Robbie Shilliam is a senior lecturer at Victoria in the School of History, Philosophy, Political Science and International Relations. He will be presenting a lecture as part of Victoria Student Media’s lecture series ‘How do we make ourselves a student body without organs?’ VBC 88.3FM’s Jonathan King asks Robbie about his ideas on the subject.
With the title of the lecture series being ‘How do we make ourselves a student body without organs?’, what would your response to this question be?
It could mean many things, but I am guessing in this context it refers to how political agency might be retained in the absence of fixed organisational structuring principles.
Who is Walter Rodney, and how has his work influenced your views on academia and the role of intellectuals?
Walter Rodney was a Guyanese academic, an historian of Africa and the Caribbean who taught in both places. He was a seminal voice in the Black Power era, writing the very influential book How Europe Underdeveloped Africa. But he was a critic, especially, of what he called the “Black Bourgeoisie”, including members of the Caribbean political elite, many of which were university educated. He became involved in the Guyanese Working People’s Alliance, an opposition group, and was assassinated by the Burnham government in 1980. For the last part of the question, see below.
What is meant by “The groundings with my brothers” and how does this phrase relate to today’s situation?
This refers to Rodney’s several meetings, while at the University of West Indies, with Rasta in Kingston. To ground is to discuss and reason with Rasta. It is called grounding because you sit on the ground. That might sound silly, but it has a profound meaning. Rodney, the educated, privileged academic—the legitimate producer of knowledge of society—sat down on the ground with Rasta and treated them as equally legitimate producers of knowledge of society. In terms of the hierarchies of knowledge production, and of who can speak authoritatively, this was a revolutionary action: it meant that those who are so often talked about in academia—the poor, the destitute, the abjected, the suffering, the ‘masses’—themselves talked about those who took upon themselves the right to study them. In my opinion, that is true critical dialogue. Student Unions have often sought to provide a bridge between the world of academia and the world academia (and especially the social sciences and humanities) interrogates: just think about anti-Apartheid movements, here, in Aotearoa and at this very Whare Wananga. So that is the importance of talking about Rodney in the context of these present debates.
What problems do you think exist within the current university model?
Within the university, or amongst students? Not everything can be blamed on the university model. But in general, the problem is that the changes happening—and this is a thing that is sweeping the entire ‘western’ world, and not just universities here—is that the core purpose of the university, especially with regards to its faculties of humanities and social sciences (that is, to be a critical conscience on society), is being dismantled. No policies ever state this directly (how could they?!), and most of the policymakers involved don’t think they are doing this, but this is what is being done. The focus on outputs for output’s sake; the turning of the student into a consumer; the focus on efficient maximising of throughputs—all of these means have become the ends. I note that in many ‘third world’ countries, most of their universities have to focus on very practical contributions to society. It used to be the privilege of ‘first world’ universities that each had a focus on more long-term visions and critiques of what the good life for all meant. I wonder where our universities are now situated.
What role do you think academics, students and the university should ideally play within the university and society at large?
The purpose of university is to constantly debate that very point. Hence, the provocation of my talk is that to debate a student body without organs cannot be narcissistic. It is neither about the students, or the university, but the ethical and political relationship that students and universities hold to the ‘objects’ of their inquiry. Rodney would have spat on that word, ‘object’!!

— Prompt A —
Retype the stretch of the interview from "The purpose of" through "that word, ‘object’!!", keeping every word and mark the same.

— Recorded data —
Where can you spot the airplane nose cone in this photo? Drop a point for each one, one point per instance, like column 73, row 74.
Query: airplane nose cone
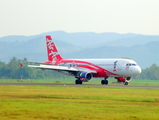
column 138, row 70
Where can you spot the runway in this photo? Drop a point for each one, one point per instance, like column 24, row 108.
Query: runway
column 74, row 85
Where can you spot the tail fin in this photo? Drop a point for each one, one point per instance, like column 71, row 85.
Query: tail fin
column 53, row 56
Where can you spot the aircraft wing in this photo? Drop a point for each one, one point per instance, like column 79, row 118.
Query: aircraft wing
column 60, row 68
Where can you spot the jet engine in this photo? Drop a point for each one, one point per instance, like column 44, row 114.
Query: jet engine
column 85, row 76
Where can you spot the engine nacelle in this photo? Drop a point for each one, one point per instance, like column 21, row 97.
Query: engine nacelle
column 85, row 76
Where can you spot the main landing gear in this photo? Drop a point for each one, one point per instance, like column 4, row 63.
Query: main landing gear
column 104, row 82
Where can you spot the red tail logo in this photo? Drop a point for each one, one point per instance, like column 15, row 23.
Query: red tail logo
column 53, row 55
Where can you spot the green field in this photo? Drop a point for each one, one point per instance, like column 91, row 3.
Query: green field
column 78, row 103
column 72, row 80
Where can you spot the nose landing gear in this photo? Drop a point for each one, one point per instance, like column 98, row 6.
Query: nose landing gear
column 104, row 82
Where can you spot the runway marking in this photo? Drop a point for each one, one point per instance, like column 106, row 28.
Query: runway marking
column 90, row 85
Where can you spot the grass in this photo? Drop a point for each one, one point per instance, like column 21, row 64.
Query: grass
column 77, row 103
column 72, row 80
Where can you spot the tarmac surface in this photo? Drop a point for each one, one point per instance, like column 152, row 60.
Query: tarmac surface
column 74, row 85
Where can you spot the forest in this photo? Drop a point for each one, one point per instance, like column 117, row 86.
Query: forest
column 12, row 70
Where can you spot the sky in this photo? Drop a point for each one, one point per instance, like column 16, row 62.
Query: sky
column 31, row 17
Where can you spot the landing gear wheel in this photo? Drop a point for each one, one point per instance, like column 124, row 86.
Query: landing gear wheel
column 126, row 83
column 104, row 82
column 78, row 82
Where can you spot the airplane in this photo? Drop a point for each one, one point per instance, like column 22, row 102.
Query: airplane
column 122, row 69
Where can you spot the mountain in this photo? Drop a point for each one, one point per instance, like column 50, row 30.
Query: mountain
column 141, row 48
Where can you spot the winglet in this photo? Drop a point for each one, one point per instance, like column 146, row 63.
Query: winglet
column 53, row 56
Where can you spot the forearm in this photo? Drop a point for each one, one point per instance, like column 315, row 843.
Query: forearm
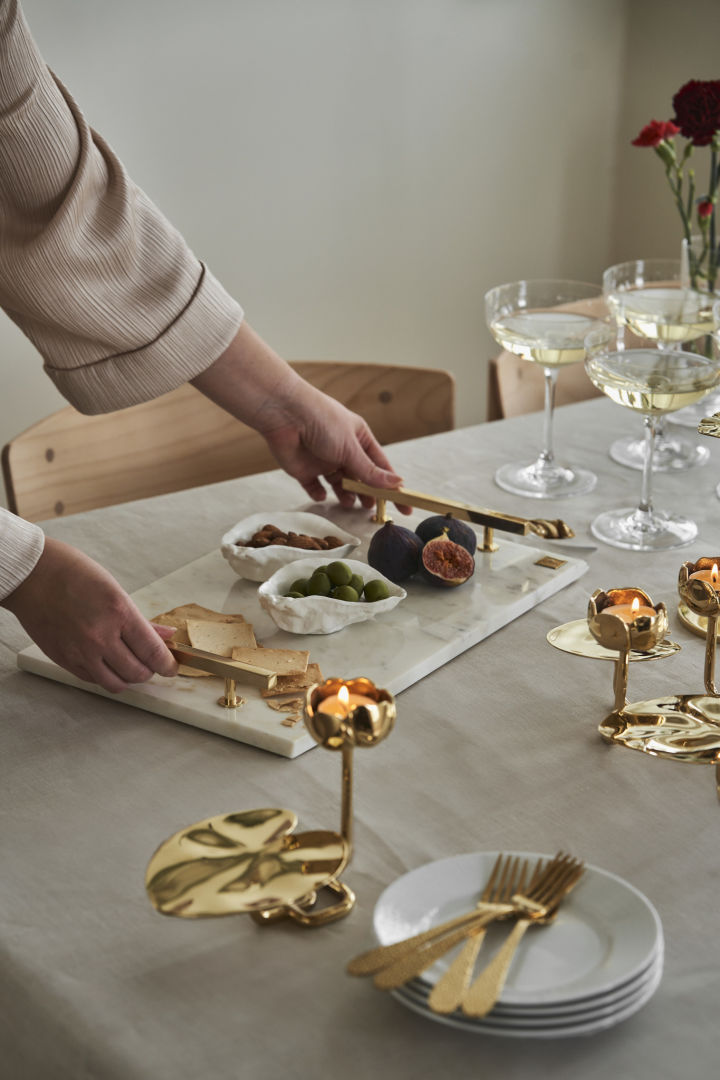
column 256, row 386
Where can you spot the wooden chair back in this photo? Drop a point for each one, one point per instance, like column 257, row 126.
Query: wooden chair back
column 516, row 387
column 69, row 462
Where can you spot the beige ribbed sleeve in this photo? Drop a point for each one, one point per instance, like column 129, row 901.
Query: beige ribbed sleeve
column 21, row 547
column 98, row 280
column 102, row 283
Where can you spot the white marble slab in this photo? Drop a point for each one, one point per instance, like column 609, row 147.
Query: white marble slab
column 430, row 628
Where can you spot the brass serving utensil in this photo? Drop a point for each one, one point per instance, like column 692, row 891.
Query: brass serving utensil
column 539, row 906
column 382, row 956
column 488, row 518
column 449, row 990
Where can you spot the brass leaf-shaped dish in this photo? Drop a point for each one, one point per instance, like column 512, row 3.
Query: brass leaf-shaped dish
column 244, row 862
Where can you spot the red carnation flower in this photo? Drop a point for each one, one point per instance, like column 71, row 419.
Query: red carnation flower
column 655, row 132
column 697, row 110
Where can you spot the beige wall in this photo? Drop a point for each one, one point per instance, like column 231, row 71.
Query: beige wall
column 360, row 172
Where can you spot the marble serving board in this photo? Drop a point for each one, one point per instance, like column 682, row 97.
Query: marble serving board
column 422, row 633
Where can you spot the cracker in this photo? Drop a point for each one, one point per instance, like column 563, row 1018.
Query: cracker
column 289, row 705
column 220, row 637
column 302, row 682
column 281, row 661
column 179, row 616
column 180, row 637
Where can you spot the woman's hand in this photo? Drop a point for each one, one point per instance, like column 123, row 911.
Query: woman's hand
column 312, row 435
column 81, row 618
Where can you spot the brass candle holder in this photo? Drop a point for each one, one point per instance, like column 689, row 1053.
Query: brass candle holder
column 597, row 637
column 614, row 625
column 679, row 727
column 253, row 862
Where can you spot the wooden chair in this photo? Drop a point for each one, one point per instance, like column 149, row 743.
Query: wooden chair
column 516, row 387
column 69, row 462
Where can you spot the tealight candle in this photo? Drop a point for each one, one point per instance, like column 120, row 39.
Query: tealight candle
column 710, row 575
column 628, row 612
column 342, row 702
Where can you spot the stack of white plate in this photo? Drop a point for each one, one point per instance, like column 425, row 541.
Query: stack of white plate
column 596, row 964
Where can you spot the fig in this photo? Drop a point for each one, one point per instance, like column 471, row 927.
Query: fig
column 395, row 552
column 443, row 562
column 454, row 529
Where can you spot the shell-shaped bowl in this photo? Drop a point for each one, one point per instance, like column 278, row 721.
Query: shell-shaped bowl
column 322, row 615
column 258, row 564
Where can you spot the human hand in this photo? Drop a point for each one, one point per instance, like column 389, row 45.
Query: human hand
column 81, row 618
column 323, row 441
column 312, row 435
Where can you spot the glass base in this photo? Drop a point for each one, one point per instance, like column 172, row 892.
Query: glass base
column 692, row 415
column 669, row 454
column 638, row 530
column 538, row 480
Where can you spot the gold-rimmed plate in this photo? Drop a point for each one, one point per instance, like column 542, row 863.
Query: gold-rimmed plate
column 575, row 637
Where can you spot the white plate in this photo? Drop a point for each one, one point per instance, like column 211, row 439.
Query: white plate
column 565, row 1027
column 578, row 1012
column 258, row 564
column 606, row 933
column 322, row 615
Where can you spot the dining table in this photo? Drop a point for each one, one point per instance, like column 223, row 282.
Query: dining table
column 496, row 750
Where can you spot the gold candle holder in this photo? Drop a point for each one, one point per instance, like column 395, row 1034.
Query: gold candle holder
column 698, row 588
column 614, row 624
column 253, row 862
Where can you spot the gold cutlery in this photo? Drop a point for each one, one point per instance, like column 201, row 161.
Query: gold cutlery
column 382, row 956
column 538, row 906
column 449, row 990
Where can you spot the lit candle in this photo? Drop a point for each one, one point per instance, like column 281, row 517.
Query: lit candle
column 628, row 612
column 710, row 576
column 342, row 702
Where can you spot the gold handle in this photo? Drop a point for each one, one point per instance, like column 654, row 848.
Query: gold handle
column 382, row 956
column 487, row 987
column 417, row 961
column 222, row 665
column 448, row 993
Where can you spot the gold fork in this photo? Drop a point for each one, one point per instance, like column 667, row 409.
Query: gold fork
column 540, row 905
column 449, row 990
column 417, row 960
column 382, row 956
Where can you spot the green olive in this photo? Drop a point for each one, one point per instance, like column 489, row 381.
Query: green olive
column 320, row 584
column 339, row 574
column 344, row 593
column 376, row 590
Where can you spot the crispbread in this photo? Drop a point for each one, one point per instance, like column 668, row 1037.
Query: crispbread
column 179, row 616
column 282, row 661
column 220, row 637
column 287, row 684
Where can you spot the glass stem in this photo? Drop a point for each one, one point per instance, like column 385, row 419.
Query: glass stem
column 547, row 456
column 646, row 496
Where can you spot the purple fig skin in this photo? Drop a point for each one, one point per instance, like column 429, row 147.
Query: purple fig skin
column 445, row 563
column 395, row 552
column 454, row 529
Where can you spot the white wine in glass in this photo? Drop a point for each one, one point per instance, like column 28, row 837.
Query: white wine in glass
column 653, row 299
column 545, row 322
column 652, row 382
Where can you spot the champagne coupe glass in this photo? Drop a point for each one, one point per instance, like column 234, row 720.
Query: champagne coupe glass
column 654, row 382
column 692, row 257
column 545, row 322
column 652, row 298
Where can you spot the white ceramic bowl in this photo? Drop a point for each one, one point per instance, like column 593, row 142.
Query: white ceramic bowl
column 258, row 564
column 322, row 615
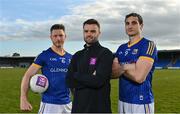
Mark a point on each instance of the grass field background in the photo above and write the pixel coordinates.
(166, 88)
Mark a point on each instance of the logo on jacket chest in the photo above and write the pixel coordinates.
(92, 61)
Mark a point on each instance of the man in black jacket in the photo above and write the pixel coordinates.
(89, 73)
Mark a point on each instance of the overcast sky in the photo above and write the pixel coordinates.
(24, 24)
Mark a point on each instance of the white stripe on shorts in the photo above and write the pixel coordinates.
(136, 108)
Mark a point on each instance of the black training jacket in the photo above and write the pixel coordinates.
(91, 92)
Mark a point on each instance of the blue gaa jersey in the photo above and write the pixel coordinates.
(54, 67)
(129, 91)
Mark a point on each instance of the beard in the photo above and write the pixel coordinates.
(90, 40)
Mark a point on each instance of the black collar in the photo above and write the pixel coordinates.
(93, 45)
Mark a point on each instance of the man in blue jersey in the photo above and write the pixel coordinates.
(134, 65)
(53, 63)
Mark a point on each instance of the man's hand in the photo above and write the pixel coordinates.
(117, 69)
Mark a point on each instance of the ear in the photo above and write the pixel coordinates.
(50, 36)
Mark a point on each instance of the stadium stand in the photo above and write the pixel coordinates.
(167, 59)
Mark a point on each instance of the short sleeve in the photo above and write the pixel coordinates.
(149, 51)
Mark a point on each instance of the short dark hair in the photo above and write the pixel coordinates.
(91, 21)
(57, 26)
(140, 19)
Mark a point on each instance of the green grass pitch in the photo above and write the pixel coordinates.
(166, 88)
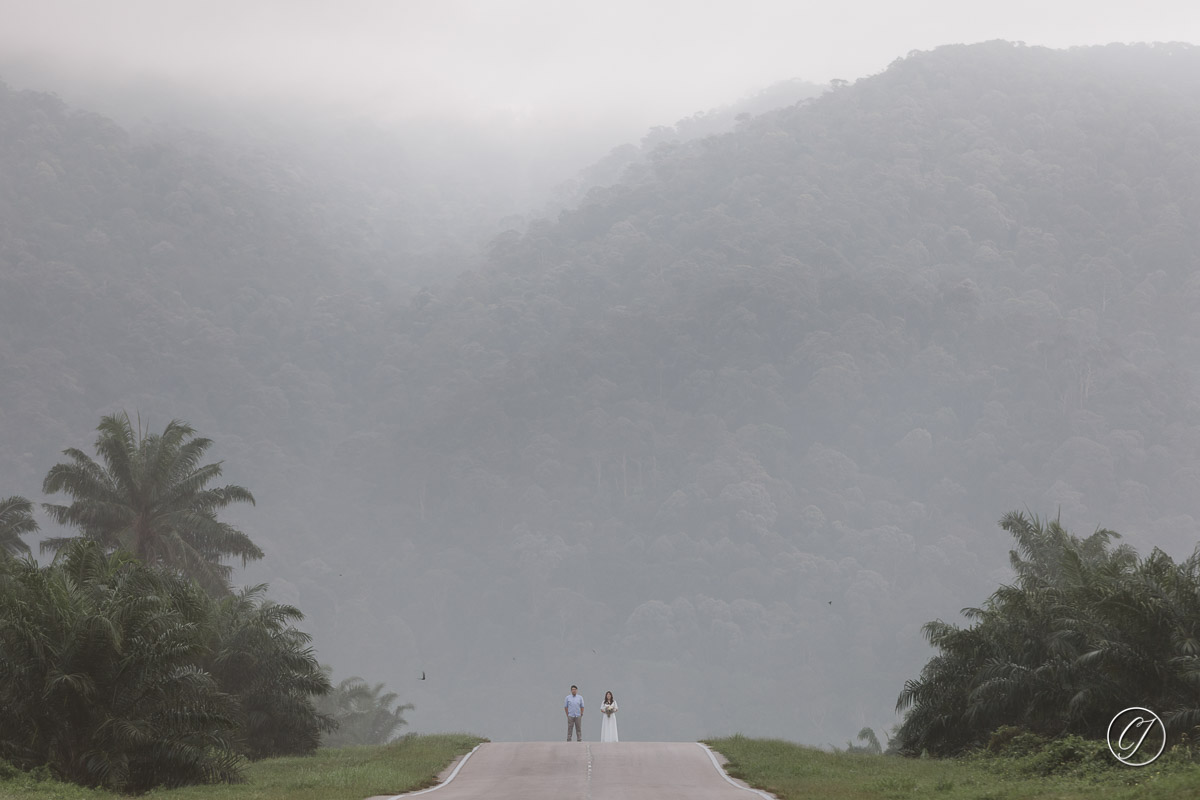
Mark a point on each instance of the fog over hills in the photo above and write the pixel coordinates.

— Prompt B —
Find each line in the listing that contains the word "surface" and copy those lines out. Case counts.

— Complete response A —
The purpose of university is to constantly debate that very point. Hence, the provocation of my talk is that to debate a student body without organs cannot be narcissistic. It is neither about the students, or the university, but the ethical and political relationship that students and universities hold to the ‘objects’ of their inquiry. Rodney would have spat on that word, ‘object’!!

— Complete response B —
Where can you spot the tarmac surface in this photo? Drop a point for each one, one point per instance, like column 152, row 60.
Query: tarmac surface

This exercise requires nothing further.